** INSTRUCTIONS TO FOLLOW **
Copy the full set of lines exactly as given.

[Records of labeled points]
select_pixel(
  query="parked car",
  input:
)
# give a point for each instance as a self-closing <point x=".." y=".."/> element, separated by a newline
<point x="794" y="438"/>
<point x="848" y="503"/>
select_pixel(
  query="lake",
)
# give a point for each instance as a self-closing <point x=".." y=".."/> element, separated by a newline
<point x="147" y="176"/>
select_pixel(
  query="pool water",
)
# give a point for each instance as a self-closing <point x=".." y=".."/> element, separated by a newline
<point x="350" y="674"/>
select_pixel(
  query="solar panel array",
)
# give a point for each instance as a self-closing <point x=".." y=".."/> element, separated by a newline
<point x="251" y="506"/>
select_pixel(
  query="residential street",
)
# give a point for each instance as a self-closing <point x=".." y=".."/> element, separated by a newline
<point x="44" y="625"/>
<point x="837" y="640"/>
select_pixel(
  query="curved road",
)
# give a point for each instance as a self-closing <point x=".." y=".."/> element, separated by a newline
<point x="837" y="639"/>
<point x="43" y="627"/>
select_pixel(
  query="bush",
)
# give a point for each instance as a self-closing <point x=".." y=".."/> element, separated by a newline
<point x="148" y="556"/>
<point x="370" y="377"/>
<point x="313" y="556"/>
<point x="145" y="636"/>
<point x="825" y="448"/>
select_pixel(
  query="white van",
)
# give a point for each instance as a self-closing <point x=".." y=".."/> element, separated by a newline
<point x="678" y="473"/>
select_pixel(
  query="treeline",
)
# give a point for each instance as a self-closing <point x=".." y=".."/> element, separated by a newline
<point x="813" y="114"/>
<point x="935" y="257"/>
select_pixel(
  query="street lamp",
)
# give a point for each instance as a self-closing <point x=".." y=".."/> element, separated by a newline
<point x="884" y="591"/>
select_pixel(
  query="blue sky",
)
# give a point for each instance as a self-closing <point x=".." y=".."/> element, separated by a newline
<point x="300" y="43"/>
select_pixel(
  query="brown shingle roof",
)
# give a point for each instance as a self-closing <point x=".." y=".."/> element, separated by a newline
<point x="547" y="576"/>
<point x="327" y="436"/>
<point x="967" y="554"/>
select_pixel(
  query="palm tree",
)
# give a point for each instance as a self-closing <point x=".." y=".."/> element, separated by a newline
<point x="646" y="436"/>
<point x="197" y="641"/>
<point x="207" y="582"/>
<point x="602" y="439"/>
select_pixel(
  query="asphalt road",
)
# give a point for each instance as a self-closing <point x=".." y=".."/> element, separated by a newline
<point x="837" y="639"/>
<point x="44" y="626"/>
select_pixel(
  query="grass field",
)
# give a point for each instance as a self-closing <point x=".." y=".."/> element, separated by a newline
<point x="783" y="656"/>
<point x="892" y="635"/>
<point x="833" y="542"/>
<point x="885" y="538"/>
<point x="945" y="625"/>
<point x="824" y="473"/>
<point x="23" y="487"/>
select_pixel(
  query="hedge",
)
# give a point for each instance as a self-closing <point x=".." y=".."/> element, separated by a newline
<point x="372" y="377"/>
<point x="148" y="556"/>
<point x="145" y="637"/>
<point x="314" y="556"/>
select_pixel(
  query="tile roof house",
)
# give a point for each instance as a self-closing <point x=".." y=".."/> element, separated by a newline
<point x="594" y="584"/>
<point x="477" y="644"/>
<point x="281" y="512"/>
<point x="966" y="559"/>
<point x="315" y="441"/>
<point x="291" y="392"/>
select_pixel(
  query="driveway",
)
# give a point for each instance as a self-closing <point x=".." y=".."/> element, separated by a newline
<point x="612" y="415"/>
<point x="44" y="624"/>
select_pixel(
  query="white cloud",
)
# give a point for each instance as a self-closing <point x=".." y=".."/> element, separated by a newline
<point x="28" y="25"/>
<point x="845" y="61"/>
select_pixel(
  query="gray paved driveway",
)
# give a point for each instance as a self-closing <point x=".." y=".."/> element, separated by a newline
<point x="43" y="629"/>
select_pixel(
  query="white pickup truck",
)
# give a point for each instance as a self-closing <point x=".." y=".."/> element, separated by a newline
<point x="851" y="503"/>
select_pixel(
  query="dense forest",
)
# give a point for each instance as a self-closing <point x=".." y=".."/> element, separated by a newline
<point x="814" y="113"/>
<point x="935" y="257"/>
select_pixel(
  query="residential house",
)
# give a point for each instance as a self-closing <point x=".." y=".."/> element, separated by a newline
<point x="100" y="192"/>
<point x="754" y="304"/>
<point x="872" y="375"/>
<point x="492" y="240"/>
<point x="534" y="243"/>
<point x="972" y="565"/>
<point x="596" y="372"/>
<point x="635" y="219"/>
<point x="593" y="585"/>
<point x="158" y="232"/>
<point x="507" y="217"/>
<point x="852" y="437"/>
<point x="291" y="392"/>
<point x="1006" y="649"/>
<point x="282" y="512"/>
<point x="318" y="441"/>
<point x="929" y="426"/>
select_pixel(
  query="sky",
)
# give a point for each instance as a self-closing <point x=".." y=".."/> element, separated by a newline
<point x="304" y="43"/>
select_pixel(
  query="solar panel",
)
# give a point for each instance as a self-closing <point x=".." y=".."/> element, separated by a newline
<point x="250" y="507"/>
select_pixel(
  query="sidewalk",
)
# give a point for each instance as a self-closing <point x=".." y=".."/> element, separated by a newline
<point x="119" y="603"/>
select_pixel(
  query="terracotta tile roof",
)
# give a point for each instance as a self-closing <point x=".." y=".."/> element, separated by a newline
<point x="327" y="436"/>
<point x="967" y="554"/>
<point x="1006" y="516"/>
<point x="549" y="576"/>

** RESULT **
select_pixel(
  query="parked car",
  input:
)
# give a point for each instance as a self-closing <point x=".." y=".."/> element, separated by a newline
<point x="794" y="438"/>
<point x="848" y="503"/>
select_pixel(
  query="lake",
)
# give a point for each instance as a self-closing <point x=".." y=".."/> element, separated by a newline
<point x="147" y="176"/>
select_pixel(
  query="pool water",
)
# give a point for each instance as a self-closing <point x=".." y=".."/> element, separated by a newline
<point x="350" y="674"/>
select_pixel(
  query="solar panel array",
)
# give a point for each instance as a self-closing <point x=".." y=".."/> element, separated by a newline
<point x="251" y="506"/>
select_pixel(
  query="residential street",
)
# give a point for each instance as a self-closing <point x=".." y=".."/> element, separated by a newline
<point x="44" y="625"/>
<point x="837" y="640"/>
select_pixel(
  query="curved road",
)
# give a point for each instance as a self-closing <point x=".." y=".."/> element, separated by a newline
<point x="837" y="639"/>
<point x="43" y="627"/>
select_pixel(
  query="bush",
)
# give a point for each instance as a self-closing <point x=".." y=".."/> element, separated by a newline
<point x="148" y="556"/>
<point x="370" y="377"/>
<point x="313" y="556"/>
<point x="145" y="636"/>
<point x="825" y="448"/>
select_pixel(
  query="white van",
)
# give a point for each instance as a self-closing <point x=".." y=".."/> element, separated by a newline
<point x="678" y="473"/>
select_pixel(
  query="treeline",
)
# give a point for each instance as a self-closing <point x=".." y=".."/> element, separated by a newline
<point x="813" y="114"/>
<point x="935" y="257"/>
select_pixel(
  query="street lamp",
)
# give a point for each instance as a self-closing <point x=".." y=".."/> element, separated by a newline
<point x="884" y="591"/>
select_pixel(
  query="blue sky",
)
# give a point for each instance as a self-closing <point x=".." y=".."/> element, separated by a newline
<point x="300" y="43"/>
select_pixel(
  query="brown shingle roof",
)
# give a point for each instance as a self-closing <point x=".." y=".."/> element, separated by a newline
<point x="547" y="576"/>
<point x="327" y="436"/>
<point x="967" y="554"/>
select_pixel(
  query="palm tree",
)
# give a point for each instance as a self-closing <point x=".." y=".."/> element, separated by a newline
<point x="646" y="436"/>
<point x="197" y="641"/>
<point x="207" y="582"/>
<point x="602" y="439"/>
select_pixel(
  query="asphalt road",
)
# give a point for each instance as a self-closing <point x=".." y=".."/> element, separated by a newline
<point x="837" y="639"/>
<point x="44" y="626"/>
select_pixel(
  query="grass field",
)
# give a point for each instance as a self-closing <point x=".." y=".."/> element, separated by a newline
<point x="783" y="656"/>
<point x="892" y="635"/>
<point x="833" y="542"/>
<point x="885" y="538"/>
<point x="945" y="625"/>
<point x="824" y="473"/>
<point x="23" y="487"/>
select_pixel(
  query="hedge",
)
# give a point for each instance as a self-closing <point x=".." y=".."/> element, separated by a newline
<point x="372" y="377"/>
<point x="148" y="556"/>
<point x="145" y="637"/>
<point x="314" y="556"/>
select_pixel(
  query="tile roof house",
)
# give a point for each instance as a self-closing <point x=".." y=".."/> element, separated by a newline
<point x="594" y="584"/>
<point x="477" y="644"/>
<point x="281" y="512"/>
<point x="966" y="559"/>
<point x="315" y="441"/>
<point x="291" y="392"/>
select_pixel(
  query="driveway",
)
# give a point for each instance as a self-closing <point x=".." y=".."/> element, separated by a newline
<point x="612" y="415"/>
<point x="44" y="624"/>
select_pixel(
  query="white cloud",
)
# give a point for each instance as a self-closing <point x=".." y=".."/> element, separated by a newline
<point x="28" y="25"/>
<point x="845" y="61"/>
select_pixel(
  query="gray paved driveway",
)
# give a point for each instance as a self-closing <point x=".." y=".."/> element, separated by a newline
<point x="43" y="629"/>
select_pixel(
  query="white pickup truck",
)
# give a point for each instance as a self-closing <point x=".." y=".."/> element, separated by a newline
<point x="851" y="503"/>
select_pixel(
  query="dense forest",
)
# give a point for each instance as a self-closing <point x=".." y=".."/> element, separated by a newline
<point x="814" y="113"/>
<point x="935" y="257"/>
select_pixel(
  query="residential house",
)
# give a point for each instance as a self-closing <point x=".." y=".."/> element, separated by a newline
<point x="100" y="192"/>
<point x="754" y="304"/>
<point x="872" y="375"/>
<point x="492" y="240"/>
<point x="534" y="243"/>
<point x="972" y="565"/>
<point x="596" y="372"/>
<point x="635" y="219"/>
<point x="593" y="585"/>
<point x="158" y="232"/>
<point x="507" y="217"/>
<point x="852" y="437"/>
<point x="291" y="392"/>
<point x="1006" y="649"/>
<point x="282" y="512"/>
<point x="318" y="441"/>
<point x="929" y="426"/>
select_pixel(
  query="sky",
)
# give a point for each instance as a self-closing <point x=".." y=".."/> element, separated by a newline
<point x="304" y="43"/>
select_pixel(
  query="solar panel",
)
# give a point for each instance as a self-closing <point x=".." y=".."/> element, separated by a newline
<point x="250" y="507"/>
select_pixel(
  query="sidewalk",
)
# give a point for each instance as a self-closing <point x=".." y=".."/> element, separated by a newline
<point x="119" y="603"/>
select_pixel(
  query="terracotta tile roof",
)
# give a point for each instance as a self-closing <point x=".." y=".."/> element, separated by a newline
<point x="327" y="436"/>
<point x="967" y="554"/>
<point x="1006" y="516"/>
<point x="549" y="576"/>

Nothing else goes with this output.